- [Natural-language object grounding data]
# # #

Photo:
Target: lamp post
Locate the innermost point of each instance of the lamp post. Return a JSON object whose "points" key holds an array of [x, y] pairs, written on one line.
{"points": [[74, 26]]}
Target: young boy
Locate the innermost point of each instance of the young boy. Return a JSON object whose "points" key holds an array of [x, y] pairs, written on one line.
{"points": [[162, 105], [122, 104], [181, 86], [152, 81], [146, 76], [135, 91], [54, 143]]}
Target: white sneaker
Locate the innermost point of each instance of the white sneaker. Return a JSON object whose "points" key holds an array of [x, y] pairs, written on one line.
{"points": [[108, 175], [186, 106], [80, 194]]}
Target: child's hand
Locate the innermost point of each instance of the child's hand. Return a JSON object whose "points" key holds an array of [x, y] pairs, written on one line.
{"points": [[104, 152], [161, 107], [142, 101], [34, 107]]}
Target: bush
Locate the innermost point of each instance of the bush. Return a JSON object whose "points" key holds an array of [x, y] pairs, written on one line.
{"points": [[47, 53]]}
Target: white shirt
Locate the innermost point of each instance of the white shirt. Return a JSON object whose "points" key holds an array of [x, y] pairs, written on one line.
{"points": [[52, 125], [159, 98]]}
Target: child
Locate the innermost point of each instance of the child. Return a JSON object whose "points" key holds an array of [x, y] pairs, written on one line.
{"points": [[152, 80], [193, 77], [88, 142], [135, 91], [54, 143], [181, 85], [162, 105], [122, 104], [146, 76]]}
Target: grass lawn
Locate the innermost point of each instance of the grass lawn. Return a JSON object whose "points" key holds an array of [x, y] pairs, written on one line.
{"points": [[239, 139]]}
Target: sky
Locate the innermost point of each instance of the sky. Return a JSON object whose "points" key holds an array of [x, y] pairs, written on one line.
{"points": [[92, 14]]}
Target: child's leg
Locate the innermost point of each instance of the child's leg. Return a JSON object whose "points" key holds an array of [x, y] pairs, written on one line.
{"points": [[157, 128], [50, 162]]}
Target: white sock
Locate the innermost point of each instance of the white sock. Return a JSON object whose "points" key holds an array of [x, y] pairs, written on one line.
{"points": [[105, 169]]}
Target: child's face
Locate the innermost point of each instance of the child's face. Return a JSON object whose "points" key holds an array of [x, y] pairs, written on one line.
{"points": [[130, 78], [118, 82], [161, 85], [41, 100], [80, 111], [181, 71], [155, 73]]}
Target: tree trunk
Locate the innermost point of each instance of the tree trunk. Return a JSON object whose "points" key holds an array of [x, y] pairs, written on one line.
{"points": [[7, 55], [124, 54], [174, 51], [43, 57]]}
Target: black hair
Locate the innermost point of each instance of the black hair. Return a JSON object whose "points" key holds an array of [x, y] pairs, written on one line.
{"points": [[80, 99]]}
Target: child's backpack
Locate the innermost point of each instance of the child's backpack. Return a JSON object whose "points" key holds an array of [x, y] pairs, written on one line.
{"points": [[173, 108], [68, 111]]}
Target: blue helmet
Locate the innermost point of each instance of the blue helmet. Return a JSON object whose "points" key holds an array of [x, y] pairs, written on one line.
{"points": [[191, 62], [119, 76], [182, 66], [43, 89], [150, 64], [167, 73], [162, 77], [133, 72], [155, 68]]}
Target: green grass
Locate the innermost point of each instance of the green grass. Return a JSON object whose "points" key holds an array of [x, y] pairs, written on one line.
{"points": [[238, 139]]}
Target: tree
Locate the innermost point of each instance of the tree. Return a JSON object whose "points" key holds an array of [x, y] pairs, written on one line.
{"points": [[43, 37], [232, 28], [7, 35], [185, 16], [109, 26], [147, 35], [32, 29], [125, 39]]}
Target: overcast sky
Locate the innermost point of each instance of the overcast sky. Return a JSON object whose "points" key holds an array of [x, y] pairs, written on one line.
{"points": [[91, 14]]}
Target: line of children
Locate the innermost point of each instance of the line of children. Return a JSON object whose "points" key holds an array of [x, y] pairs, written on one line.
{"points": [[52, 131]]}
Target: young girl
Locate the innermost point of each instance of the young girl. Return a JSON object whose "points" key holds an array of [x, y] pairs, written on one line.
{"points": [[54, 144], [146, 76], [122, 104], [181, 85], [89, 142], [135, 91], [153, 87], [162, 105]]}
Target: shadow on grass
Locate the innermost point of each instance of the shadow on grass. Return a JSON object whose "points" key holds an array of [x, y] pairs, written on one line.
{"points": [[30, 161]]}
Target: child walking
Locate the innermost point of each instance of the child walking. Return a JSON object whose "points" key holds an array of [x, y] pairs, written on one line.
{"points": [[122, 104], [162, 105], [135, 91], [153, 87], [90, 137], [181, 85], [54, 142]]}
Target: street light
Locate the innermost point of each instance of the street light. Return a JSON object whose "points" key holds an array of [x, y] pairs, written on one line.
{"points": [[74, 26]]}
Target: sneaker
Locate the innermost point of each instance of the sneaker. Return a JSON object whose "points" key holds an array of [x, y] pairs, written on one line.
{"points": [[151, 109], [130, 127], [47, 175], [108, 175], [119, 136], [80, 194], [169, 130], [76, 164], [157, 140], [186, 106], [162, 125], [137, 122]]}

# # #

- [TO DO] Repeat the records exactly, including every line.

- [SOLVED PROBLEM]
Photo:
Target: lamp post
Locate the innermost point of each instance of the lamp post. Return a JSON object whose "points" key holds an array of [x, y] pairs, written on one line.
{"points": [[74, 26]]}
Target: young boy
Locate the innermost point of each instance of the young boy. Return a JSON object whose "points" key holds an array of [x, y] pairs, written on one line.
{"points": [[162, 105], [122, 104], [181, 86], [152, 81], [146, 76], [135, 91], [54, 143]]}
Target: white sneaker
Locate the innermost point of each instance of the white sneaker. Return a JSON object whose "points" key holds an array of [x, y] pairs, written on one line.
{"points": [[108, 175], [186, 106], [80, 194]]}
Target: child's hand
Locate the innermost point of each instance of the child's hand. Return a JSON object whose "points" key holds an array of [x, y] pairs, written on one line.
{"points": [[104, 152], [161, 107], [142, 101], [34, 107]]}
Target: bush
Locate the innermost point of each instance of the bush. Return a JSON object whose "points" key holds an array of [x, y] pairs, written on one line.
{"points": [[47, 53]]}
Target: white shirt
Locate the innermost point of each instance of the white shirt. Return a JSON object whose "points" key holds an array of [x, y] pairs, written on one line.
{"points": [[52, 125], [159, 98]]}
Target: child
Locate the innermost point of each instance of the child. Return a JSON object whose "points" key holds an array of [x, y] pairs, written on one line.
{"points": [[152, 80], [193, 77], [88, 142], [135, 91], [54, 143], [181, 85], [162, 105], [122, 104], [146, 76]]}
Target: grass lawn
Locate the innermost point of each instance of the grass lawn. Return a JSON object whose "points" key holds an array of [x, y] pairs, written on one line.
{"points": [[239, 139]]}
Target: sky
Locate the innermost point of each instance of the sky. Return a JSON object whose "points" key holds an array of [x, y] pairs, written on one line.
{"points": [[92, 14]]}
Target: child's leg
Locate the innermost point of each instance of the child's leg. Return a JSON object whose "points" key holds an array of [x, y] pairs, written on one line.
{"points": [[157, 128], [50, 162]]}
Target: white sock
Locate the innermost point of each instance of the white sock. Return a JSON object whose "points" key holds an array of [x, y] pairs, written on one line.
{"points": [[105, 169]]}
Target: child's face
Locate the innermost point of each instance of the child's face. Return a JSON object whose "points" key holds an array of [x, y] pairs, written on one line.
{"points": [[130, 78], [118, 82], [161, 85], [41, 100], [80, 111], [181, 71], [155, 73]]}
Target: tree trunk
Locate the innermost point of each instance of the tree trunk. Return a JSON object whose "points" key holds an array of [x, y] pairs, written on one line.
{"points": [[7, 55], [124, 54], [174, 51], [43, 57]]}
Target: black hair
Locate the innermost point of each instance of the black hair. Return a JSON object whose "points" key holds an array of [x, y] pairs, written on one line.
{"points": [[80, 99]]}
Target: child's backpack
Locate the innermost point of each instance of the child's backpack. Return a JSON object whose "points" key holds an array of [x, y] pairs, written on one line.
{"points": [[173, 108], [68, 111]]}
Target: blue helmet
Locate the innermost point of each instance of the blue helmet. Return a JSON object whose "points" key holds an array of [x, y] pairs, written on one line.
{"points": [[191, 62], [119, 76], [182, 66], [43, 89], [150, 64], [167, 73], [162, 77], [133, 72], [155, 68]]}
Target: green grass
Locate the innermost point of each instance of the green grass. Return a JSON object whose "points" key holds an array of [x, y] pairs, written on one line.
{"points": [[238, 139]]}
Target: tree
Locate the innermost point of each instance of the tree. Return a JSON object whose "points" key holds an array of [x, y] pairs, written on one line.
{"points": [[43, 37], [232, 28], [7, 35], [185, 16], [109, 26], [147, 35], [32, 29], [125, 39]]}
Target: overcast sky
Locate the innermost point of each instance of the overcast sky. Return a JSON object whose "points" key holds an array of [x, y] pairs, written on one line.
{"points": [[91, 14]]}
Target: line of children
Locate the innermost point of each instance of the line of children. Return a JSON object whose "points" key holds an array of [x, y] pairs, written on one line.
{"points": [[52, 131]]}
Target: young girl
Locate the innermost point of each instance of the young girl. Return a JSON object whose "points" key holds an array of [x, y] pairs, written on one line.
{"points": [[54, 144], [146, 76], [122, 104], [181, 85], [89, 142], [135, 91], [153, 87], [162, 105]]}
Target: shadow on grass
Locate the innermost point of each instance of the shadow on grass. Return a JSON object whose "points" key holds an array of [x, y] pairs, written on one line.
{"points": [[30, 161]]}
Target: child walking
Locate the innermost point of each instance of the child walking. Return a JSON object whose "points" key holds an array of [x, y] pairs, written on one line.
{"points": [[122, 104], [162, 105], [135, 91], [153, 87], [90, 137], [181, 85], [54, 142]]}
Target: street light
Locate the innermost point of each instance of the street light. Return a JSON object whose "points" key holds an array of [x, y] pairs, written on one line.
{"points": [[74, 26]]}
Target: sneaker
Locate the innermost point of each instance of the sneaker. Return a JSON object whose "points" key holds an array of [x, y] pairs, written on one line.
{"points": [[151, 109], [130, 127], [47, 175], [108, 175], [119, 136], [80, 194], [169, 130], [76, 164], [157, 140], [186, 106], [162, 125], [137, 122]]}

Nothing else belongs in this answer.